» Problem
Exactly as given, output all the records that follow.

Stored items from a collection
━━━━━━━━━━━━━━━━━━━━━━━━━━━━━━

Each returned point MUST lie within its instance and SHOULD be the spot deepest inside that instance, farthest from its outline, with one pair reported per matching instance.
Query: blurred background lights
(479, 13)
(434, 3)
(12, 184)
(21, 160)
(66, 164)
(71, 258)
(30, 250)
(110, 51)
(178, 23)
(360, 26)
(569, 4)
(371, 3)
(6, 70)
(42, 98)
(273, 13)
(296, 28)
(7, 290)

━━━━━━━━━━━━━━━━━━━━━━━━━━━━━━

» Response to the exercise
Each returned point MUST lie within its instance and SHOULD be the spot deepest inside that instance, farthest from its outline, with one pair reported per matching instance.
Query: blurred background lights
(479, 13)
(434, 3)
(12, 184)
(21, 160)
(66, 164)
(71, 258)
(30, 250)
(110, 51)
(178, 23)
(360, 26)
(569, 4)
(371, 3)
(6, 70)
(42, 98)
(273, 13)
(296, 28)
(7, 290)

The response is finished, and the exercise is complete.